Location identification entries:
--

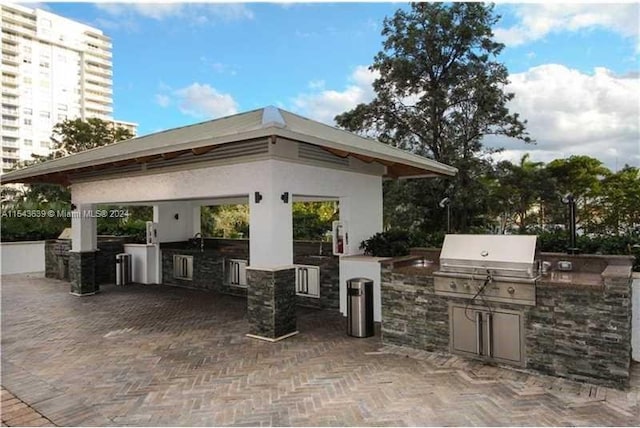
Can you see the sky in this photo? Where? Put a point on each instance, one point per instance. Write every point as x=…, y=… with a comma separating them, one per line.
x=574, y=67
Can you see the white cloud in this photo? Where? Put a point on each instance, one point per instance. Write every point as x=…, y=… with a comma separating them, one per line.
x=538, y=20
x=569, y=112
x=163, y=100
x=325, y=104
x=573, y=113
x=195, y=13
x=202, y=100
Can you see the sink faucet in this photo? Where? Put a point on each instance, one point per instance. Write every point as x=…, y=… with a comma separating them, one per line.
x=199, y=235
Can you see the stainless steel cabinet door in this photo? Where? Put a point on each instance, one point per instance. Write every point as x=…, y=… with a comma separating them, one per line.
x=506, y=340
x=464, y=333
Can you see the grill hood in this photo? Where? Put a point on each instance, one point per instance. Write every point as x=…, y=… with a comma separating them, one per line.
x=503, y=255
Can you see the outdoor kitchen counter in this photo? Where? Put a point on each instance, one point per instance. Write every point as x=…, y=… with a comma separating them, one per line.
x=579, y=327
x=572, y=279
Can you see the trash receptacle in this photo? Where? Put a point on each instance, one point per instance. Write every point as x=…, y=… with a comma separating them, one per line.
x=360, y=307
x=123, y=269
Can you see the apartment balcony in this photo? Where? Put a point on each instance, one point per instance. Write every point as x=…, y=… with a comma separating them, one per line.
x=8, y=123
x=103, y=89
x=103, y=53
x=96, y=80
x=98, y=98
x=10, y=38
x=27, y=31
x=98, y=71
x=6, y=90
x=98, y=106
x=10, y=154
x=100, y=41
x=10, y=142
x=14, y=101
x=6, y=166
x=10, y=59
x=18, y=18
x=10, y=69
x=10, y=112
x=9, y=48
x=98, y=111
x=9, y=82
x=11, y=133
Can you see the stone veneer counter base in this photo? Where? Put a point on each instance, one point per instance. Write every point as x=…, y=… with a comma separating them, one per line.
x=580, y=331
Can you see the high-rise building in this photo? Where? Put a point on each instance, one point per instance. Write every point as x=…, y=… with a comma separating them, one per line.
x=53, y=68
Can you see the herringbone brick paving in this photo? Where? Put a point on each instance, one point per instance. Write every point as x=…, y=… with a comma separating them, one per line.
x=157, y=355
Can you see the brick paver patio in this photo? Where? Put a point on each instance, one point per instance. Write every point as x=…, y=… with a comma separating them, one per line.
x=156, y=355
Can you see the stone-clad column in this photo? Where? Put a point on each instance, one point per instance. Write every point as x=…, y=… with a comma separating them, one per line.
x=271, y=303
x=82, y=257
x=82, y=273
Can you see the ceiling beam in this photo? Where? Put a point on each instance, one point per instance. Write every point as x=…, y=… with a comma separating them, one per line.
x=202, y=150
x=340, y=153
x=363, y=158
x=145, y=159
x=173, y=155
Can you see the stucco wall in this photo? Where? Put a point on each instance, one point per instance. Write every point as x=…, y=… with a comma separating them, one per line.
x=22, y=257
x=359, y=193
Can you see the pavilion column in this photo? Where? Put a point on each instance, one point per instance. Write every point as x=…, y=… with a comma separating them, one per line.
x=271, y=295
x=82, y=257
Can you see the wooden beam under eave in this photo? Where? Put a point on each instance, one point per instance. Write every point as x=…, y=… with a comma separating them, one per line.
x=145, y=159
x=123, y=163
x=363, y=158
x=173, y=155
x=340, y=153
x=202, y=150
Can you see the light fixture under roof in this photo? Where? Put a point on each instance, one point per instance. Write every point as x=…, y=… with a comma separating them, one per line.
x=271, y=117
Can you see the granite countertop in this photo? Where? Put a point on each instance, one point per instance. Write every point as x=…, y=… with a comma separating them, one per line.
x=572, y=279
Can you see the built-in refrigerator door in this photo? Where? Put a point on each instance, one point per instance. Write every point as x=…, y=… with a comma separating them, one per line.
x=506, y=340
x=464, y=331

--

The request: The data above should be repeated exactly, minus any pictures.

Exercise result:
Can you see the sky in this photo? Where? Put a point on each instance, one point per instance. Write every point as x=…, y=… with a comma separating them, one per line.
x=574, y=67
Can you see the white cloud in this photo? Where? Put a point on each instance, one point per instance. Write every point as x=…, y=… with a comma separating them, one per line.
x=538, y=20
x=569, y=112
x=163, y=100
x=325, y=104
x=573, y=113
x=195, y=13
x=202, y=100
Can you see the sink faucet in this photo? Where? Put a point on each instance, one point per instance. Write every point as x=…, y=… with a comma separating them, one per line.
x=199, y=235
Can you see the stainless steel cabinet door in this photo? Where? Put a point on each instance, one point per instance. Write every point as x=…, y=… with a comma separating them, one per line.
x=506, y=340
x=464, y=333
Can you see the grill hood in this photo? Where? Put a point on each instance, one point per instance. Write every point as x=…, y=… with a comma separating them, one per line.
x=503, y=255
Can you see the outdoor kitchen counter in this photo? Where? Put a point on each instance, one point per instance. Write every point as x=…, y=… with a comma separating them, one per line.
x=579, y=327
x=572, y=279
Can you see the trash receptacle in this photo? Where? Put a point on each instance, one point per instance. Write every point as x=…, y=… with a comma separating them, one per line.
x=360, y=307
x=123, y=269
Can you see the apartment balcony in this photo? Where? Put a point on each instance, one point per instance. Write every point as x=…, y=… with a comma separating them, one per line.
x=8, y=123
x=103, y=89
x=103, y=53
x=96, y=80
x=98, y=98
x=10, y=38
x=27, y=31
x=98, y=71
x=6, y=90
x=98, y=106
x=10, y=154
x=100, y=41
x=10, y=142
x=14, y=101
x=6, y=166
x=10, y=59
x=18, y=18
x=10, y=69
x=10, y=112
x=9, y=48
x=98, y=111
x=9, y=82
x=11, y=133
Can you see the stone veneer counter base in this photo? Where? Put a point on each instance, one point per instance. Write every point as x=…, y=… with a comma separating them, one per line.
x=580, y=331
Can you see the high-rise building in this photo? Where? Put a point on each instance, one point per instance. Write every point as x=…, y=… with a comma separating them, one per line.
x=53, y=68
Can you see the herringbone brick paving in this photo? Where? Put a point on each instance, one point per instance. Write every point as x=…, y=… with a comma separating them, one per line.
x=157, y=355
Can you see the brick paver patio in this photo? Where? Put a point on each instance, one point per instance. Write every point as x=…, y=… with a comma separating them, one per line.
x=156, y=355
Can you see the stone-clad column in this photo? Where? Put a point on each instance, one point per instance. Write every point as x=…, y=… with a comma separating them, one per line.
x=271, y=303
x=82, y=257
x=82, y=273
Can you see the ceiling beam in this photo? Where? Put a point on each instance, one point per instance. Write every point as x=…, y=… with a comma separating them, one per line.
x=202, y=150
x=340, y=153
x=363, y=158
x=145, y=159
x=173, y=155
Can you see the stucco wall in this photo? Where? Put a point on each instance, one point per instance. Write every point as x=…, y=… with a comma separating them, one per line.
x=22, y=257
x=359, y=193
Can you see the pavilion column in this photo? Where? Put a point on each instance, one point per instance. Write every point as x=…, y=… with a comma separating them, one per line.
x=271, y=295
x=82, y=257
Can you see the wooden beam under eave in this photo? Where? Put a point on each instance, one point per instance. Write every point as x=…, y=… with a comma separating them, one per line.
x=145, y=159
x=123, y=163
x=363, y=158
x=173, y=155
x=340, y=153
x=202, y=150
Can you see the light fixture under roof in this photo? Where? Put a point on each instance, one point per instance. Write every point as x=…, y=… with a comma separating them, one per line.
x=271, y=117
Can you see the granite countertop in this photo? Where? Put a point on each instance, one point per instance. Write every point as x=…, y=… with a comma separating them, one per line.
x=572, y=279
Can you see the built-in refrigerator door in this photo? Where? Put a point on each instance, one point per instance. Write every point as x=…, y=… with a comma separating them, one per line.
x=506, y=340
x=464, y=331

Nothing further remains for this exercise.